[Assignment] Set out every line of the records below as a numbered list, skipping any blank lines.

[Exercise data]
▽

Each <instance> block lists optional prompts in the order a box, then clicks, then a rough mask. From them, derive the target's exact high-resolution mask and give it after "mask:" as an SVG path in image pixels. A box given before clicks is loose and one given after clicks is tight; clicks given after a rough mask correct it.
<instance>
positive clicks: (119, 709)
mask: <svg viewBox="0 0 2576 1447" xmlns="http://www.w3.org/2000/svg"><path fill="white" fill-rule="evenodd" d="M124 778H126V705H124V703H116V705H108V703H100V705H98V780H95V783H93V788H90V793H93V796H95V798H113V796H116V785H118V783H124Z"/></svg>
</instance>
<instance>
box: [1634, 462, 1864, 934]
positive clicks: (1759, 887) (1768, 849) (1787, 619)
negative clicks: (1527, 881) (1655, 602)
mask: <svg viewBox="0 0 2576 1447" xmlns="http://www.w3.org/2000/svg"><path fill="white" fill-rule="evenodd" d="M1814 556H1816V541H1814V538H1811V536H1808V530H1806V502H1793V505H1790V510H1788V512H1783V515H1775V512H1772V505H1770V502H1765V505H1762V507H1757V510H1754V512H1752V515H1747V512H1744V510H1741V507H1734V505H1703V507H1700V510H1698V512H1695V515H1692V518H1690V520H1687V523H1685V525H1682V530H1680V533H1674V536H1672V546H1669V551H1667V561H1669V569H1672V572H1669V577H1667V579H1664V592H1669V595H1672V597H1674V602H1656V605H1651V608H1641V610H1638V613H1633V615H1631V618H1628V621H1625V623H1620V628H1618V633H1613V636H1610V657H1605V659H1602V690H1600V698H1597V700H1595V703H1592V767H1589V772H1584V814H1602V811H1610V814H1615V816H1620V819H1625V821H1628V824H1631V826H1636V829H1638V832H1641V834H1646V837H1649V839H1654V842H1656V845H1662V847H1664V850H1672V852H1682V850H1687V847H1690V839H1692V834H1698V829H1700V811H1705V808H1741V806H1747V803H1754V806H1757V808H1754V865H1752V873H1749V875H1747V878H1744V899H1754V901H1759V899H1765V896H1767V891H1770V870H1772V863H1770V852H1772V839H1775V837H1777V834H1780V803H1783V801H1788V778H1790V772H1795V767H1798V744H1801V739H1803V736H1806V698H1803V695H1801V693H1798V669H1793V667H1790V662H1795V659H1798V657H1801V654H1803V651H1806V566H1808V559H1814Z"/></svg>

△

[Solution to the exercise]
1. Each <instance> block lists optional prompts in the order a box, then clicks, then a rough mask. From them, derive the target's exact high-resolution mask and give it after "mask:" as an SVG path in image pixels. A box given before clicks is loose and one given after clicks is tight; clicks given after a rough mask correct it.
2. <instance>
3. positive clicks: (119, 709)
4. mask: <svg viewBox="0 0 2576 1447" xmlns="http://www.w3.org/2000/svg"><path fill="white" fill-rule="evenodd" d="M124 778H126V705H124V703H116V705H108V703H100V705H98V780H95V783H93V788H90V793H93V796H95V798H113V796H116V785H118V783H124Z"/></svg>
5. </instance>
6. <instance>
7. box: [1634, 462, 1864, 934]
8. positive clicks: (1759, 887) (1768, 849) (1787, 619)
9. negative clicks: (1527, 881) (1655, 602)
10. mask: <svg viewBox="0 0 2576 1447" xmlns="http://www.w3.org/2000/svg"><path fill="white" fill-rule="evenodd" d="M1814 556H1816V541H1814V538H1811V536H1808V530H1806V502H1793V505H1790V510H1788V512H1783V515H1775V512H1772V505H1770V502H1765V505H1762V507H1757V510H1754V512H1752V515H1747V512H1744V510H1741V507H1734V505H1703V507H1700V510H1698V512H1695V515H1692V518H1690V520H1687V523H1685V525H1682V530H1680V533H1674V536H1672V546H1669V551H1667V561H1669V569H1672V572H1669V577H1667V579H1664V592H1669V595H1672V597H1674V602H1656V605H1651V608H1641V610H1638V613H1633V615H1631V618H1628V621H1625V623H1620V628H1618V633H1613V636H1610V657H1605V659H1602V690H1600V698H1597V700H1595V703H1592V767H1589V772H1584V814H1602V811H1610V814H1615V816H1620V819H1625V821H1628V824H1631V826H1636V829H1638V832H1641V834H1646V837H1649V839H1654V842H1656V845H1662V847H1664V850H1672V852H1682V850H1687V847H1690V839H1692V834H1698V829H1700V811H1705V808H1741V806H1747V803H1754V806H1757V808H1754V865H1752V873H1749V875H1747V878H1744V899H1754V901H1759V899H1765V896H1767V891H1770V870H1772V863H1770V852H1772V839H1775V837H1777V834H1780V803H1783V801H1788V778H1790V772H1795V767H1798V744H1801V739H1803V736H1806V698H1803V695H1801V693H1798V669H1793V667H1790V662H1795V659H1798V657H1801V654H1803V651H1806V566H1808V559H1814Z"/></svg>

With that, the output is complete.